LA DEMANDE
Peux-tu restituer toutes les lignes des enregistrements ci-dessous sous forme de liste JSON de chaînes, à raison d'une chaîne par ligne, en omettant les lignes vides et les images ?

☆ ☆ ☆ ☆ ☆ ☆ ☆

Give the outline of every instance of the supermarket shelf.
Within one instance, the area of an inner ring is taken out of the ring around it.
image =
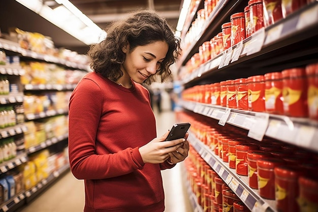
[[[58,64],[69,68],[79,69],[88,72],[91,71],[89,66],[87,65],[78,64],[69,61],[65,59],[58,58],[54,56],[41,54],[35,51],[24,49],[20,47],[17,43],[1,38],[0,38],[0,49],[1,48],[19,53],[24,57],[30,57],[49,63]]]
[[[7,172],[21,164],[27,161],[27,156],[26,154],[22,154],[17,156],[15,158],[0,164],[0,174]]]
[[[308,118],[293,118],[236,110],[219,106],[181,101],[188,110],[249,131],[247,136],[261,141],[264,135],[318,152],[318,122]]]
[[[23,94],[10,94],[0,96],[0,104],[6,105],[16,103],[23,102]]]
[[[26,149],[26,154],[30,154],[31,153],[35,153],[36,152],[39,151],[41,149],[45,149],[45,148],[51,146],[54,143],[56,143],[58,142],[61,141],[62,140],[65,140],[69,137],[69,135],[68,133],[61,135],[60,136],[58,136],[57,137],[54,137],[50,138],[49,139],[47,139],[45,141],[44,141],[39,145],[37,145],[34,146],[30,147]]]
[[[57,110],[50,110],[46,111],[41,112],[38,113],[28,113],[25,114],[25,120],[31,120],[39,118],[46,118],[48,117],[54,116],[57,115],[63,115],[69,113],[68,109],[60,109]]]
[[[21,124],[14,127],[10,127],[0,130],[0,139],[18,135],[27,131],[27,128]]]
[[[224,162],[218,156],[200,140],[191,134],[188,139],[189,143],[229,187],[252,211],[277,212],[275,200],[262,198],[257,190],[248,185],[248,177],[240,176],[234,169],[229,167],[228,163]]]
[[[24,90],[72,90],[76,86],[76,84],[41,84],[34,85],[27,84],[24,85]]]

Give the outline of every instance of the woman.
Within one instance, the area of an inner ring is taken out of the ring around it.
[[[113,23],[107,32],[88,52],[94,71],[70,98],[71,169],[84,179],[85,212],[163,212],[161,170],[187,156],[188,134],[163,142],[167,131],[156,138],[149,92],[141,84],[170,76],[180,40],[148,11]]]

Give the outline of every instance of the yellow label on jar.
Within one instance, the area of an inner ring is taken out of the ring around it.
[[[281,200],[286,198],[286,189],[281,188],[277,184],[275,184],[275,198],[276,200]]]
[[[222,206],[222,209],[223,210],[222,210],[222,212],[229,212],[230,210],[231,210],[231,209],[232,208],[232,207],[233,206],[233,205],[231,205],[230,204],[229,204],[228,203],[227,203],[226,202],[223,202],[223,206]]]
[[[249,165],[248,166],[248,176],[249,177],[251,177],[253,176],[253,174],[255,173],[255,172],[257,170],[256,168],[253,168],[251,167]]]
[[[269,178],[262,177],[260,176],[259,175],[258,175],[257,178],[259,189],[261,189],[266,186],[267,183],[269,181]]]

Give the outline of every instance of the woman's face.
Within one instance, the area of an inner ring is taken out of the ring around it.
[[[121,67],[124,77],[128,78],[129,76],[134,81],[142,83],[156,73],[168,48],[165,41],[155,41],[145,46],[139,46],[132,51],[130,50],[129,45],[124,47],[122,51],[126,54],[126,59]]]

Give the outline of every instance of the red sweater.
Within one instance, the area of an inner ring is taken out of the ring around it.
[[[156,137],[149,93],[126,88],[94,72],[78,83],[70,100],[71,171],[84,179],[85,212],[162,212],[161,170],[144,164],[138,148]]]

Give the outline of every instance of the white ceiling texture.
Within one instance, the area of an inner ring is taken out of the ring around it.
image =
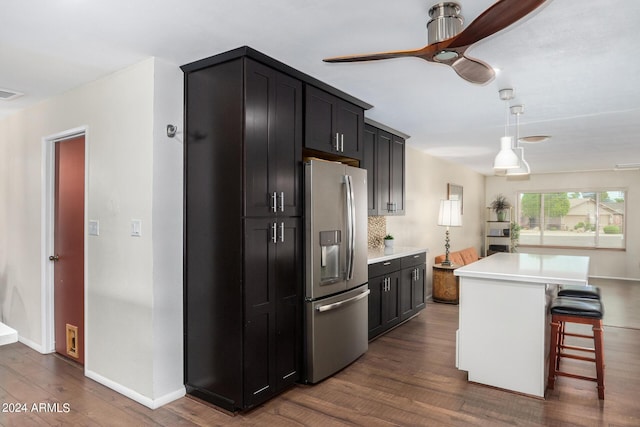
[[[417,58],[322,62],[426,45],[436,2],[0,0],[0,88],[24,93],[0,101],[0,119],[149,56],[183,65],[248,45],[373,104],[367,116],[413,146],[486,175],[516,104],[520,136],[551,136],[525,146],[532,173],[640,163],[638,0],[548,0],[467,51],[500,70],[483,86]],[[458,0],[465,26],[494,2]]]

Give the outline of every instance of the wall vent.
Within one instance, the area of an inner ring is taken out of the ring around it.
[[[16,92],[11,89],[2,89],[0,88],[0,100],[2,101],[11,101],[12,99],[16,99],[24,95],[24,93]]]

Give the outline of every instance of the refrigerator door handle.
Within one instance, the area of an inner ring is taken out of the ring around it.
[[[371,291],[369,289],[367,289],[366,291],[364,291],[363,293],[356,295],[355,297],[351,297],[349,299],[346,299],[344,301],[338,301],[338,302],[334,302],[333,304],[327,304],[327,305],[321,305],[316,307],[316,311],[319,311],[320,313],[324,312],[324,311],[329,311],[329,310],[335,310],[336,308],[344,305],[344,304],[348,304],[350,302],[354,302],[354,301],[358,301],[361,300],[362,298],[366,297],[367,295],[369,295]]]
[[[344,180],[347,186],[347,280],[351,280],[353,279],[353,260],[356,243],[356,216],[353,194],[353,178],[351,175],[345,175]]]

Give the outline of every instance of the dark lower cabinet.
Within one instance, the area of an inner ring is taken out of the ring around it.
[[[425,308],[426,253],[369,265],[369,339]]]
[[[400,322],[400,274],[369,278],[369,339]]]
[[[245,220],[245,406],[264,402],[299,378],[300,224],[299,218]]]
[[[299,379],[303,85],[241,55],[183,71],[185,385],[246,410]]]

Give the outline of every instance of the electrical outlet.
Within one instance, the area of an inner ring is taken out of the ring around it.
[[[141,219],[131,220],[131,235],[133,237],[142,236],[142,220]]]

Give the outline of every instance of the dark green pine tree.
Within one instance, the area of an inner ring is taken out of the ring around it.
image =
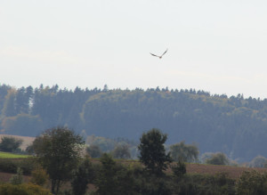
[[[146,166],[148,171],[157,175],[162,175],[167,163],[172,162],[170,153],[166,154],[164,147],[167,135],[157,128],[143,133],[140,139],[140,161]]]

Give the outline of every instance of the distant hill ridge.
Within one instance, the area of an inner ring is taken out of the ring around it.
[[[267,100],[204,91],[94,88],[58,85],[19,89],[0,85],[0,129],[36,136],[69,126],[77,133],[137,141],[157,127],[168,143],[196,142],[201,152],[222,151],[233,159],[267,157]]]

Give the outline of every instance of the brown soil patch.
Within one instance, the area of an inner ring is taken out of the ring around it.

☆ ☆ ☆ ☆ ☆ ☆ ☆

RÉPONSE
[
  "Give the outline of every instance of the supermarket shelf.",
  "Within one instance, the area of an inner ring is taken out of the ring around it.",
  "image =",
  "[[[58,64],[69,68],[79,69],[88,72],[91,71],[89,66],[87,65],[78,64],[69,61],[65,59],[58,58],[54,56],[41,54],[35,51],[24,49],[20,47],[17,43],[1,38],[0,38],[0,49],[1,48],[19,53],[24,57],[30,57],[49,63]]]",
  "[[[7,172],[21,164],[27,161],[27,156],[26,154],[22,154],[17,156],[15,158],[0,164],[0,174]]]",
  "[[[308,118],[293,118],[236,110],[219,106],[181,101],[188,110],[249,131],[247,136],[261,141],[264,135],[318,152],[318,122]]]",
  "[[[23,94],[10,94],[0,96],[0,104],[6,105],[16,103],[23,102]]]",
  "[[[26,149],[26,154],[30,154],[31,153],[35,153],[36,152],[39,151],[41,149],[45,149],[45,148],[51,146],[54,143],[56,143],[58,142],[61,141],[62,140],[65,140],[69,137],[69,135],[68,133],[61,135],[60,136],[58,136],[57,137],[54,137],[50,138],[49,139],[47,139],[45,141],[44,141],[39,145],[37,145],[34,146],[30,147]]]",
  "[[[57,110],[50,110],[46,111],[41,112],[38,113],[28,113],[25,114],[25,120],[31,120],[39,118],[46,118],[48,117],[54,116],[57,115],[63,115],[69,113],[68,109],[60,109]]]",
  "[[[21,124],[14,127],[10,127],[0,130],[0,139],[18,135],[27,131],[27,128]]]",
  "[[[224,162],[218,156],[200,140],[191,134],[188,139],[189,143],[229,187],[252,211],[277,212],[275,200],[262,198],[257,190],[248,185],[248,177],[240,176],[234,169],[229,167],[228,163]]]",
  "[[[24,90],[72,90],[76,86],[76,84],[41,84],[34,85],[27,84],[24,85]]]",
  "Give the outline of every instance of the woman.",
  "Within one instance, the area of an inner ring is taken out of the ring around it.",
  "[[[113,23],[107,32],[88,52],[94,71],[70,98],[71,169],[84,179],[85,212],[163,212],[161,170],[187,156],[188,134],[163,142],[167,131],[156,138],[149,92],[141,84],[170,76],[180,40],[148,11]]]",
  "Give the outline of every instance of the yellow label on jar.",
  "Within one instance, the area of an inner ring is taken out of the ring around it.",
  "[[[281,200],[286,198],[286,189],[281,188],[277,184],[275,184],[275,198],[276,200]]]",
  "[[[222,206],[222,209],[223,210],[222,210],[222,212],[229,212],[230,210],[231,210],[231,209],[232,208],[232,207],[233,206],[233,205],[231,205],[230,204],[229,204],[228,203],[227,203],[226,202],[223,202],[223,206]]]",
  "[[[249,165],[248,166],[248,176],[249,177],[251,177],[253,176],[253,174],[255,173],[255,172],[257,170],[256,168],[253,168],[251,167]]]",
  "[[[269,178],[262,177],[260,176],[259,175],[258,175],[257,178],[259,189],[261,189],[266,186],[267,183],[269,181]]]",
  "Give the outline of every instance of the woman's face.",
  "Within one instance, the area of an inner ring is taken out of the ring around it.",
  "[[[121,67],[124,77],[128,78],[129,76],[134,81],[142,83],[156,73],[168,48],[165,41],[155,41],[145,46],[139,46],[132,51],[130,50],[129,45],[124,47],[122,51],[126,54],[126,59]]]",
  "Give the outline of every instance of the red sweater.",
  "Within one instance, the area of an inner ring is taken out of the ring around it.",
  "[[[156,137],[149,93],[126,88],[94,72],[78,83],[70,100],[71,171],[84,179],[85,212],[162,212],[161,170],[144,164],[138,148]]]",
  "Give the outline of every instance of the white ceiling texture.",
  "Within one instance, the area of an inner ring is taken out of the ring around it.",
  "image =",
  "[[[417,58],[322,62],[426,45],[436,2],[0,0],[0,88],[24,93],[0,101],[0,119],[149,56],[183,65],[248,45],[373,104],[367,116],[413,146],[486,175],[516,104],[520,136],[551,136],[525,146],[532,173],[640,163],[638,0],[548,0],[467,51],[500,70],[483,86]],[[458,0],[465,26],[494,2]]]",
  "Give the outline of every instance of the wall vent.",
  "Within one instance, the area of an inner ring is taken out of the ring around it.",
  "[[[16,92],[11,89],[2,89],[0,88],[0,100],[2,101],[11,101],[12,99],[16,99],[24,95],[24,93]]]",
  "Give the outline of every instance of the refrigerator door handle.",
  "Within one instance, the area of an inner ring is taken out of the ring around it.",
  "[[[371,291],[369,289],[367,289],[366,291],[364,291],[363,293],[356,295],[355,297],[351,297],[349,299],[346,299],[344,301],[338,301],[338,302],[334,302],[333,304],[327,304],[327,305],[321,305],[316,307],[316,311],[319,311],[320,313],[324,312],[324,311],[329,311],[329,310],[335,310],[336,308],[344,305],[344,304],[348,304],[350,302],[354,302],[354,301],[358,301],[361,300],[362,298],[366,297],[367,295],[369,295]]]",
  "[[[344,180],[347,186],[347,280],[351,280],[353,279],[353,260],[356,243],[356,216],[353,194],[353,178],[351,175],[345,175]]]",
  "Give the outline of every instance of the dark lower cabinet.",
  "Within one instance, the area of an inner ring is taken out of the ring around it.",
  "[[[425,308],[426,253],[369,265],[369,339]]]",
  "[[[400,322],[400,274],[369,278],[369,339]]]",
  "[[[245,220],[245,406],[264,402],[299,378],[300,224],[299,218]]]",
  "[[[299,379],[303,85],[241,55],[183,71],[185,385],[246,410]]]",
  "Give the outline of every instance of the electrical outlet.",
  "Within one instance, the area of an inner ring is taken out of the ring around it.",
  "[[[141,219],[131,220],[131,235],[133,237],[142,236],[142,220]]]",
  "Give the outline of every instance of the dark green pine tree.",
  "Within one instance, the area of an inner ring is taken out of the ring around it.",
  "image =",
  "[[[146,166],[148,171],[157,175],[162,175],[167,163],[172,162],[170,153],[166,154],[164,147],[167,135],[157,128],[143,133],[140,139],[140,161]]]",
  "Give the outline of every instance of the distant hill ridge.",
  "Within one instance, the area of an inner ring is taken out of the ring around it.",
  "[[[267,100],[204,91],[94,88],[58,85],[19,89],[0,85],[0,129],[36,136],[69,126],[77,133],[137,141],[157,127],[168,143],[196,142],[201,152],[222,151],[233,159],[267,157]]]",
  "Give the outline of every instance of the brown soil patch.",
  "Within one instance, the area of an inner ring is taken out of the ring around it."
]